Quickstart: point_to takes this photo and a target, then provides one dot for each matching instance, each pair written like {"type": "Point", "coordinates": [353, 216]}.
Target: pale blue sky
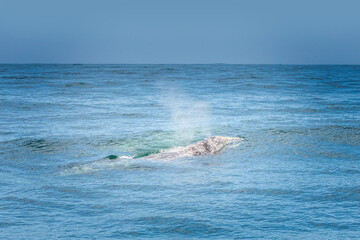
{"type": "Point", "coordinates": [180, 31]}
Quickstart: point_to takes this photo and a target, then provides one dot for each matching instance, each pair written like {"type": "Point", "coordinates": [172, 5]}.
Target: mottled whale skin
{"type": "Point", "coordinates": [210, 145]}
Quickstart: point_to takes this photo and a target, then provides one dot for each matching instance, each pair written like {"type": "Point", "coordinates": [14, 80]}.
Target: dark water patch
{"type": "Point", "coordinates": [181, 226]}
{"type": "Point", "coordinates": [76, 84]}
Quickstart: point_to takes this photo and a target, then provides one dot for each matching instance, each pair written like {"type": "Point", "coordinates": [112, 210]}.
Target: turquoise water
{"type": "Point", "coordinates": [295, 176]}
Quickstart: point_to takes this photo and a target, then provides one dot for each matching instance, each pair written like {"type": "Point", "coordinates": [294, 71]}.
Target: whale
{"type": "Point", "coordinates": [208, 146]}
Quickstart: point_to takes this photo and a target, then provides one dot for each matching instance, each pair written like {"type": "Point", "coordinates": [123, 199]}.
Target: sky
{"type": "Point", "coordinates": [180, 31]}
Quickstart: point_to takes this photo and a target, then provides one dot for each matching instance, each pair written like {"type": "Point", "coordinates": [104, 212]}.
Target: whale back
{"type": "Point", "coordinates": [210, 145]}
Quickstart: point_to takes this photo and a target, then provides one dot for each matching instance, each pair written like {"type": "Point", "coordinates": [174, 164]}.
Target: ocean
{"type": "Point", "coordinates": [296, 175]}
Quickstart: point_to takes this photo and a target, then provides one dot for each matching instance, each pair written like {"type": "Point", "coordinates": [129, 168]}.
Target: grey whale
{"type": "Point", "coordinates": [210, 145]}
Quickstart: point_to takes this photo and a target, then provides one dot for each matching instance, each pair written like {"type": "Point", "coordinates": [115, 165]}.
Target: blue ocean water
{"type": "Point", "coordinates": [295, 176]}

* * *

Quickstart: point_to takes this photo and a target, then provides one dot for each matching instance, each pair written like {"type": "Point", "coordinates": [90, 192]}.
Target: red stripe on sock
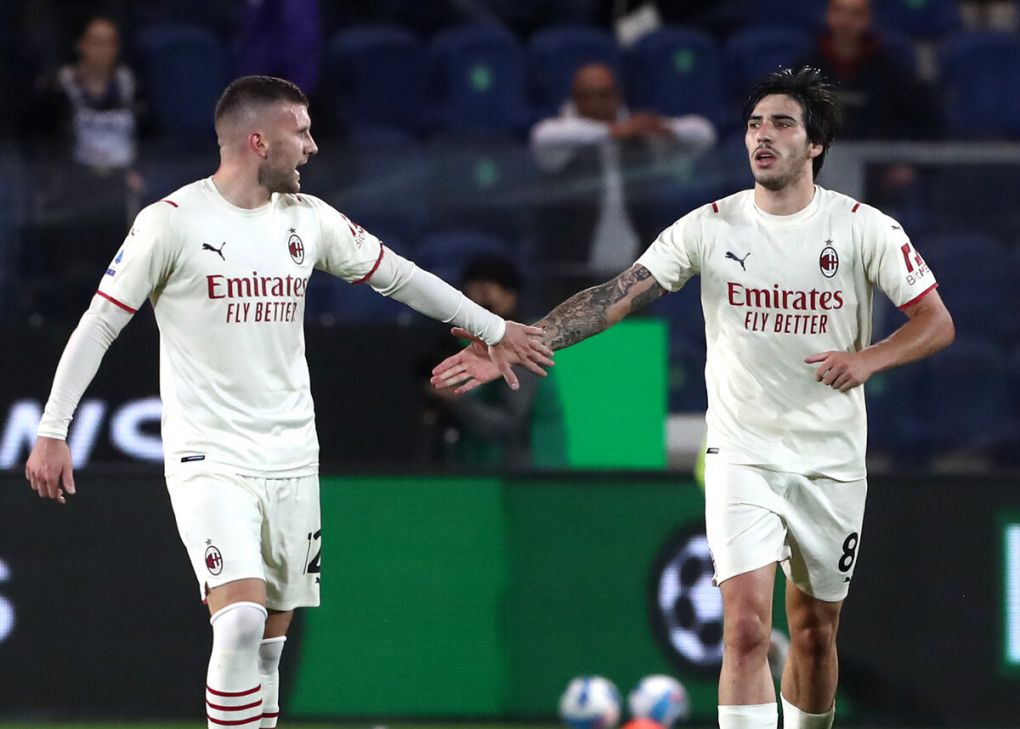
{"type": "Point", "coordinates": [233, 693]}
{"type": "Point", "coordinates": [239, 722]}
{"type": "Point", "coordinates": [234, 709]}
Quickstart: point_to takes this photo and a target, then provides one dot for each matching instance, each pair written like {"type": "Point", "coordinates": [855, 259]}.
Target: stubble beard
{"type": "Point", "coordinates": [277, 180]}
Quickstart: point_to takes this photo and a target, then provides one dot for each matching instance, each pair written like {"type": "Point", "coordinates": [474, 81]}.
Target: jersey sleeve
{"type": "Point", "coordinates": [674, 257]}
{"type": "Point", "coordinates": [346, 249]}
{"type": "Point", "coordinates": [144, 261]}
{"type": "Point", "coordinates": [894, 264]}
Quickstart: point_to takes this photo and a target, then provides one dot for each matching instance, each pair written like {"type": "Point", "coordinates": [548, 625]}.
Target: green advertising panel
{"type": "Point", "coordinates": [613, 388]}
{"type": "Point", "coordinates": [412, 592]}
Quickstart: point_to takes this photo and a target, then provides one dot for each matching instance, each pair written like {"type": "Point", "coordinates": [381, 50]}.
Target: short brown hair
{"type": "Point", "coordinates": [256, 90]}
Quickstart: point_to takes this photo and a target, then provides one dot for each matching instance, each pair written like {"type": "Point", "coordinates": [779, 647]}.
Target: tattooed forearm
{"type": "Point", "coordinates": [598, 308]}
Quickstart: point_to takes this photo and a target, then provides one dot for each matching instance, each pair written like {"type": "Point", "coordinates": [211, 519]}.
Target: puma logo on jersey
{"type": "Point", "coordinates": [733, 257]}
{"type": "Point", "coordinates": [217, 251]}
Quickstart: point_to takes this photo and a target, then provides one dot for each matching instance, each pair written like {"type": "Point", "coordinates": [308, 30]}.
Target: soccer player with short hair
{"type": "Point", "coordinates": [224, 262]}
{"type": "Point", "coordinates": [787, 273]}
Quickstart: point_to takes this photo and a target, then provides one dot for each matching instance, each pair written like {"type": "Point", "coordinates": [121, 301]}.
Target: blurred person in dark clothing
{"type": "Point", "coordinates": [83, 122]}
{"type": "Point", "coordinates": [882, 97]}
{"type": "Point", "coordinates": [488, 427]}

* * *

- What this task involves
Filter the listing above, copying every line that contains the word "jersey". Treat case as significant.

- Task solution
Target: jersey sleeve
Target: puma logo on jersey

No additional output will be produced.